» **Directions for this task**
Write out the items from the line containing "As a courtesy, could you identify the striped" through the line containing "[907,366,957,387]" again, swapping "bounding box" for "coordinates" and leaving everything else unchanged.

» **Material to process**
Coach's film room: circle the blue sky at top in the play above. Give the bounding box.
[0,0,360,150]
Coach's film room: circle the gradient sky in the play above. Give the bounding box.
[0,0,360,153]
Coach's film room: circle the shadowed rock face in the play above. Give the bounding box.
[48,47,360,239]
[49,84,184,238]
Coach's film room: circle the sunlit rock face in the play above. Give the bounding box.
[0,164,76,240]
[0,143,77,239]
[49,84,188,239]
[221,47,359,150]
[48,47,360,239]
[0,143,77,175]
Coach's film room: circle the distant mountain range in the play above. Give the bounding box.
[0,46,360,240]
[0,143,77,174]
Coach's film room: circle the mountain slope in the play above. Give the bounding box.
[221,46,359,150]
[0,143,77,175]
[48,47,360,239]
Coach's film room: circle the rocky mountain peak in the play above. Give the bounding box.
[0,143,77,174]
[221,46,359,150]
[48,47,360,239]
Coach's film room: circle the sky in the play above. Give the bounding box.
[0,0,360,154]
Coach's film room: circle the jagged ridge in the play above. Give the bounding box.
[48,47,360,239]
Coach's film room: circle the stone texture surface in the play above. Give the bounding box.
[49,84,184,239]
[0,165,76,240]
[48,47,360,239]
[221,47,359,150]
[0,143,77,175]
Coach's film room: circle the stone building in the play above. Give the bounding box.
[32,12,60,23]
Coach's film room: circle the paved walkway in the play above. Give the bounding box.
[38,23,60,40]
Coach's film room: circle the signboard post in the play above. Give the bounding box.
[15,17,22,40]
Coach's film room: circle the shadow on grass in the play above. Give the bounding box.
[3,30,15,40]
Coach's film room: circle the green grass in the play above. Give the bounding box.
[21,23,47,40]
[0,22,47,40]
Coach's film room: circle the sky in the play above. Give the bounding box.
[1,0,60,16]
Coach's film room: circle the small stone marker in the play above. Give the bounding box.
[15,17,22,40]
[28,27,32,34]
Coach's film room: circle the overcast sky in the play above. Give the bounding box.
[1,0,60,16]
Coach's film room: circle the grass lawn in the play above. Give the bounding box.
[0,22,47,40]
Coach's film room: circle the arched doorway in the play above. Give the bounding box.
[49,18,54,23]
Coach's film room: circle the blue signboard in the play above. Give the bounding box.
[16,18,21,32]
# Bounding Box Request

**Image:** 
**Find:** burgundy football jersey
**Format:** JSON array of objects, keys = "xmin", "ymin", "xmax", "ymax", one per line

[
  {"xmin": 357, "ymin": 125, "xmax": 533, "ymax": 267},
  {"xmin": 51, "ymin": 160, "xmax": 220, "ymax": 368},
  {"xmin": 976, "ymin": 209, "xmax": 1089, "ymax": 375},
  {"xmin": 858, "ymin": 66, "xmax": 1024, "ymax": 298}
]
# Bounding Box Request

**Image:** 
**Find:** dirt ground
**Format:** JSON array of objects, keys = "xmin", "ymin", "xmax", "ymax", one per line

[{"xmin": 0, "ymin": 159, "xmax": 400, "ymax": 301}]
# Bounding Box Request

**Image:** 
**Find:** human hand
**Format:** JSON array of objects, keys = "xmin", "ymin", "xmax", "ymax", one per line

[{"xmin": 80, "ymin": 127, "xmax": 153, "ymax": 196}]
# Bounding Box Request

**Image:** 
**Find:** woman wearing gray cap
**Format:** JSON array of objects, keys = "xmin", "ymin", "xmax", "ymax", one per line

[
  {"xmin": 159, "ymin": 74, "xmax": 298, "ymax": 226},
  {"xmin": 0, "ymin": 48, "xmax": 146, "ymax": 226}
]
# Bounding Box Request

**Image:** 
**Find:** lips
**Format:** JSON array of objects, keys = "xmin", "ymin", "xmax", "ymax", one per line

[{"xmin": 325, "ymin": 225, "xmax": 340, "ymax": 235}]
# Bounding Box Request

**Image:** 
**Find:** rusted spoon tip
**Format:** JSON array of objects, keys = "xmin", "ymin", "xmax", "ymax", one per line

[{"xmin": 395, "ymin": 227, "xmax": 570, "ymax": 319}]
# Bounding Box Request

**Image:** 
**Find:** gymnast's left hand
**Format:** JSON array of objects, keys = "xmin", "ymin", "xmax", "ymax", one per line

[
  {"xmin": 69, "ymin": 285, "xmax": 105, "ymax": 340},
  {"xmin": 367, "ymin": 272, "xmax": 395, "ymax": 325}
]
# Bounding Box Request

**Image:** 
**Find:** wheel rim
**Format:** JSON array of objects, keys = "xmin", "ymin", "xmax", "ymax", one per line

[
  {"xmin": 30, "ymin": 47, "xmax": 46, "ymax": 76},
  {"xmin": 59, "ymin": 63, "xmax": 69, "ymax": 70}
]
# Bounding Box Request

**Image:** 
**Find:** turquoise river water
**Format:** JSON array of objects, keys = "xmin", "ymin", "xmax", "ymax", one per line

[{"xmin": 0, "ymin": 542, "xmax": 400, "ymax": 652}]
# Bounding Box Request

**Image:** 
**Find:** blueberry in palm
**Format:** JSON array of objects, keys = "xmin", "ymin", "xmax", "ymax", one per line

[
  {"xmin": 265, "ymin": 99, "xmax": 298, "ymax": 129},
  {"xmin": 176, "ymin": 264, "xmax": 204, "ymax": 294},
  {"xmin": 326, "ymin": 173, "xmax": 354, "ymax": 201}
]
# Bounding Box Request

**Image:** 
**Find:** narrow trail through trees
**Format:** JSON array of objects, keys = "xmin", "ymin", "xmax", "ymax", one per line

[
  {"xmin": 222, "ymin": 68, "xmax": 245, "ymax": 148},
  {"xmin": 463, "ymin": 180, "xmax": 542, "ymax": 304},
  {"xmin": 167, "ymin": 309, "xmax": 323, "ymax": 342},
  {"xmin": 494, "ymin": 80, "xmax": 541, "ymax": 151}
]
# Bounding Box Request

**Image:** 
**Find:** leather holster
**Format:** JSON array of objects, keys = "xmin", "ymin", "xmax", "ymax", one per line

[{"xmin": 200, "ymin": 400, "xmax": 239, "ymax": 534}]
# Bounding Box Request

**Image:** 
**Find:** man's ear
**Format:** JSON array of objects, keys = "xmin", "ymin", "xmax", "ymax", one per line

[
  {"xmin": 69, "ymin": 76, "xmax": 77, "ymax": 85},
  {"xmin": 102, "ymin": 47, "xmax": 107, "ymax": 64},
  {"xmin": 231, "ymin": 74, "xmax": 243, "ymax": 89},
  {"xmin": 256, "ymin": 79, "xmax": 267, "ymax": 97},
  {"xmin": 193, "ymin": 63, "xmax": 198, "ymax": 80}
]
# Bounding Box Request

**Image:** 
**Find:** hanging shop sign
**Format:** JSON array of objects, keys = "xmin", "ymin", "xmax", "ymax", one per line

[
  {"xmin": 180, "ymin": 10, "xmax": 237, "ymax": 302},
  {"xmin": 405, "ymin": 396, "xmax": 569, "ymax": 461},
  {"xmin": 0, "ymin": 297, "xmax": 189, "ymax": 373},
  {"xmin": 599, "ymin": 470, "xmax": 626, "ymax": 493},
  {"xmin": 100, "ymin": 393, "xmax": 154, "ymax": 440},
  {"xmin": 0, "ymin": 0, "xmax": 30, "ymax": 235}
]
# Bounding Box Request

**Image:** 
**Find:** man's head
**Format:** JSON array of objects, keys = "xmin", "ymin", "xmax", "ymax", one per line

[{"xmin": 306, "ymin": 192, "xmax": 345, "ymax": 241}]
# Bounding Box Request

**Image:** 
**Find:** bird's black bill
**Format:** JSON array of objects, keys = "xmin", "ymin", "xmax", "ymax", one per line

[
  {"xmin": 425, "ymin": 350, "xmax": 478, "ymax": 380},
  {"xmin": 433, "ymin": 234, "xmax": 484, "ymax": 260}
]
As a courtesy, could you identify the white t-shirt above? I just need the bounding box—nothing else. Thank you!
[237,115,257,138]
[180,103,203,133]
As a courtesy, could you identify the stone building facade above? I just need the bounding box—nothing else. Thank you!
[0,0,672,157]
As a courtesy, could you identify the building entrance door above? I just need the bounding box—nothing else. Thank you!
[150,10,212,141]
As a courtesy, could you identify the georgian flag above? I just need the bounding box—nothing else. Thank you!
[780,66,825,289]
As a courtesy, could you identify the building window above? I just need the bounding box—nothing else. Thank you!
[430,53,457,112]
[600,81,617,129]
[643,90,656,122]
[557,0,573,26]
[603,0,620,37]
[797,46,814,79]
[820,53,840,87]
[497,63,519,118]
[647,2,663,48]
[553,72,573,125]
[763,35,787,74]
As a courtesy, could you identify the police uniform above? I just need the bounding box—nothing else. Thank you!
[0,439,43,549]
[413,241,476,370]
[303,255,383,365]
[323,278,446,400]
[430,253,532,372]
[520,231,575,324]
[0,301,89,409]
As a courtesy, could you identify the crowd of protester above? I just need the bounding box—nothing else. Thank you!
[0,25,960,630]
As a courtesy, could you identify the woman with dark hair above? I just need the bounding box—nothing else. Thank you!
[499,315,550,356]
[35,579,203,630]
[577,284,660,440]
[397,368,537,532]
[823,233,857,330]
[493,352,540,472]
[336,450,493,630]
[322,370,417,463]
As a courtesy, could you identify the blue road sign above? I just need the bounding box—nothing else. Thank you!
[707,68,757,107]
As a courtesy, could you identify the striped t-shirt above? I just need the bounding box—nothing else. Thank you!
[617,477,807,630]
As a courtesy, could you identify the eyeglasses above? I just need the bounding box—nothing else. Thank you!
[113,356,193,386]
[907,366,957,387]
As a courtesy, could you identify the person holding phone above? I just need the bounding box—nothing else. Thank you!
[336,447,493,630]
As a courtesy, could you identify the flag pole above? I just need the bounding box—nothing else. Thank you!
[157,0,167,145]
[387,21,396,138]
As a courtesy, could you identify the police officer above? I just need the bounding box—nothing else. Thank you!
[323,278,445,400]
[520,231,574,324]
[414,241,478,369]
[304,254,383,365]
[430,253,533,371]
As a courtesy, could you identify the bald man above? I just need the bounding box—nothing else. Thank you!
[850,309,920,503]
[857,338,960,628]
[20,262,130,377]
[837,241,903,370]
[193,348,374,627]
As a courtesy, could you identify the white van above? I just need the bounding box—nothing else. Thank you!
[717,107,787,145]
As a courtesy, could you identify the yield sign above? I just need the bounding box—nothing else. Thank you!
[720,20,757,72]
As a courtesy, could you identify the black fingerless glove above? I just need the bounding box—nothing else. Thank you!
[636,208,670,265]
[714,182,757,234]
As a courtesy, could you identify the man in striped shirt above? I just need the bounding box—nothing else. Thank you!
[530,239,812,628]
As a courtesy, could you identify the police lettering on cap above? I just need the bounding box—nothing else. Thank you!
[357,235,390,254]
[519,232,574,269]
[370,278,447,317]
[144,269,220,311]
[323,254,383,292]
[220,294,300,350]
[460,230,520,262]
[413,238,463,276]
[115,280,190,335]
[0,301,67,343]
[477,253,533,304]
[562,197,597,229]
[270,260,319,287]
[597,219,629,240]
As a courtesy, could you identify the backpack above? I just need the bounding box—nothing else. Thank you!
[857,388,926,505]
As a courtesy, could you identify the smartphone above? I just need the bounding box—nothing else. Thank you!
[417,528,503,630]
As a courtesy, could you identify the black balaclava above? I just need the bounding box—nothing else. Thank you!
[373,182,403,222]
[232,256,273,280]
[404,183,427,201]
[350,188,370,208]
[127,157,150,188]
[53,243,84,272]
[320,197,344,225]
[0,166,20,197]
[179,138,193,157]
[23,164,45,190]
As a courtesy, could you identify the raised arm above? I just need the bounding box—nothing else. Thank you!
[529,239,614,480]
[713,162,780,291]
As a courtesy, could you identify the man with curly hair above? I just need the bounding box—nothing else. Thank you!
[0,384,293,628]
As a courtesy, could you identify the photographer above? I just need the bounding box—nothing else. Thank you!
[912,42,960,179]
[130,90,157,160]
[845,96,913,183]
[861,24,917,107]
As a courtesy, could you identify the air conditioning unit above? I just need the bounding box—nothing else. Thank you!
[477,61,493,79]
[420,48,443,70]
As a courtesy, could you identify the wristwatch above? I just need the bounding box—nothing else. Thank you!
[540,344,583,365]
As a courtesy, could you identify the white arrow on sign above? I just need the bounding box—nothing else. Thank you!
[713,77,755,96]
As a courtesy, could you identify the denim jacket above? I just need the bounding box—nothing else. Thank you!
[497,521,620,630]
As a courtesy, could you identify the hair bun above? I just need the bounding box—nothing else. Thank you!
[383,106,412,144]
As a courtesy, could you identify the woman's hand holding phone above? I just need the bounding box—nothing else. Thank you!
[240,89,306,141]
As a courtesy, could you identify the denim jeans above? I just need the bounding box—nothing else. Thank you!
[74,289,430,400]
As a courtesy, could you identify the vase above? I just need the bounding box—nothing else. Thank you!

» **Completed task**
As a courtesy, could you identify the striped t-shirt above? I just need the coordinates—nothing else. Thank you!
[617,477,807,630]
As a courtesy, could you identify the eyeglasses above? I just need the coordinates—nothing else. Thank you!
[113,356,193,386]
[907,366,957,387]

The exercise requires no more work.